▶ EXTRAIT DU DOCUMENT:
((

Ce contenu rend hommage au film « Retour vers le futur ». Si vous ne l’avez pas vu, ne lisez pas la suite !
Pour cet article, je vais choisir d’incarner la fille imaginaire de Marty Mc Fly. Dans la mesure où “je ne suis pas une mauviette”, j’ai donc décidé de dérober les clés de la Delorean et de me projeter dans 20 ans pour voir les effets concrets de l’innovation dans le monde du droit.
Parce que oui, aujourd’hui, nous n’en sommes qu’aux balbutiements et même si la legaltech envoie des paillettes pleins les yeux, nous savons vous et moi que nos pratiques juridiques ne vont pas se transformer en un claquement de doigts.
Logique, on ne passe pas du Jurassique à l’époque de l’hoverboard en quelques mois. Donc, vous êtes prêt pour le voyage ?
Comprendre le droit sera-t-il aussi anodin que de conduire une voiture volante ?
Le droit, cette matière noble aussi dure à prendre qu’une forteresse
S’il existe une défiance naturelle du citoyen envers le droit, c’est parce que les lois sont d’une complexité avérée. Même pour les juristes les plus aguerris, une fois sortis de leur spécialité, ils sont aussi penauds qu’un enfant qui aurait perdu ses parents un soir de Carnaval.
Mais, qu’en est-il de ceux qui n’ont pas eu cette chance inouïe (rires) d’étudier le droit ?
A mon avis, ils doivent avoir des crises d’angoisse. Car la forme n’aide clairement pas à comprendre le fond… Si vous demandez à n’importe qui de lire Légifrance ou tout autre joyeuseté analogue, il passera sans aucun doute un mauvais quart d’heure.
On est entre nous, on peut se le dire : le droit est illisible pour 95% des gens et entretenir cette illisibilité est un crime contre le bon sens. C’est ici que vous, juriste, pouvez devenir un héros et changer le cours du destin.
D’ailleurs, certains professionnels combattent déjà ce jargon inaudible. Ils mettent la compréhension au centre de leur proposition de valeur.
Pour eux, le legal design serait la meilleure façon de rendre le droit efficace et accessible. Pourquoi ? Parce qu’on remet l’humain au centre. Les legal designers et les juristes qui s’y sont mis le clament haut et fort : la pratique juridique n’est rien si elle n’est pas tournée réellement vers l’utilisateur (à savoir le justiciable, les opérationnels, les clients d’un cabinet etc).

))

Éléments issus d'un jeu de données
((

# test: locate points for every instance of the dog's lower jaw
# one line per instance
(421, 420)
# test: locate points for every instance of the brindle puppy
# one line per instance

))

▶ ÉNONCÉ 1: Recopiez à l'identique le passage de l'article sur l'avenir du droit qui va de « Mais, qu’en est-il » à « mauvais quart d’heure. », bornes comprises.
▶ ÉNONCÉ 2: Poursuivez l'article sur l'avenir du droit à partir de sa dernière phrase.
Ces enregistrements proviennent d'une autre source.

▶ BONNE RÉPONSE 1:
Mais, qu’en est-il de ceux qui n’ont pas eu cette chance inouïe (rires) d’étudier le droit ?
A mon avis, ils doivent avoir des crises d’angoisse. Car la forme n’aide clairement pas à comprendre le fond… Si vous demandez à n’importe qui de lire Légifrance ou tout autre joyeuseté analogue, il passera sans aucun doute un mauvais quart d’heure.

▶ BONNE RÉPONSE 2:
Pour en savoir davantage sur le sujet, je vous invite à écouter ceux qui l’utilisent au quotidien :
- Laura Fauqueur, spécialiste missionnée par les entreprises qui ont compris que l’intelligibilité des contrats est un moyen de se rapprocher du client final ;
- Dany Gilbert, Directeur Juridique de la Vendée qui insuffle la culture juridique à tous les étages de la collectivité
- Stéphanie Marais Batardière, une avocate qui a remplacé des consultations de 20 pages par des schémas qui facilitent la prise de décision de ses clients.
Fini le temps du juriste poussiéreux dont la seule apparition donnait des boutons à tous les opérationnels ! Fini le temps où un contrat demandait de lire des paragraphes de 15 lignes avec 8 virgules ! Fini le temps des cathédrales !
Inaccessible : une réputation qui colle salement à la peau des professionnels du droit
Le problème avec des lois inintelligibles, c’est que les citoyens connaissent mal leurs droits et leurs obligations. Un peu gênant dans un Etat démocratique lorsqu’on s’aperçoit finalement que seule 1 frange de la population comprend à peu près les rouages du droit. Si le problème n’était que celui-là, ça irait encore. Après tout, les juristes sont là pour prendre le relai.
Sauf que les professionnels du droit ont (par analogie ?) cette image de personnages sombres (avec un costume ou un tailleur) qui profèrent des paroles d’un autre monde et qui incarnent, par-dessus le marché, l’oiseau de mauvais augure. Côté cliché, je suis en plein dedans, je vous l’accorde.
Ce qui est certain en revanche, c’est qu’une partie de la profession est en train de casser cette image. Ce n’est pas pour rien qu’on voit émerger des plateformes dont le but est de démocratiser l’accès aux avocats.
Quand on sait que 82 % des Français estiment que faciliter l’accès aux avocats améliorerait l’accès au Droit, l’apparition de start-up comme Loi&Moi sont salutaires. Sa fondatrice, Anne-Laure Giraudeau, avocate aussi pugnace que sympathique, estime qu’un avocat est un “prestataire” comme un autre et qu’à ce titre, il se doit d’être aussi accessible que possible.
Dans la même veine, Wedivorce.fr inclut la problématique financière dans l’équation. Claire a souhaité faciliter le divorce amiable en proposant des forfaits avocats, avec un paiement en 4 fois.
On ne peut que féliciter ce type de démarche qui contribue, selon moi, à faire descendre le droit dans les foyers quel que soit la taille du porte-monnaie.
A quand des outils qui s’attaquent au fond du droit pour éviter les tuiles ?
“L’amour est partout là où tu regardes”. A en croire Francis Cabrel, c’est même dans les moindres recoins de l’espace. Pour le droit, c’est exactement pareil ! Droit du travail, droit de la consommation, droit des nains de jardin. Tous les domaines sont touchés et il y a autant de matières que d’opportunités business.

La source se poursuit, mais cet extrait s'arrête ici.